[Problem statement] Please rewrite the entries below, replacing "roof support post" with "column" and changing nothing else.

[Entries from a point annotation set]
----------------------------------------
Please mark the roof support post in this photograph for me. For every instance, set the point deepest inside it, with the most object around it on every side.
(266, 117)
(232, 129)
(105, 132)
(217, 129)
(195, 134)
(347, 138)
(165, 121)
----------------------------------------
[Final answer]
Please mark the column in this photograph for me. For every instance, set the point deepest inside it, with the most object around it on every side.
(266, 117)
(232, 129)
(105, 132)
(217, 129)
(195, 134)
(347, 138)
(165, 121)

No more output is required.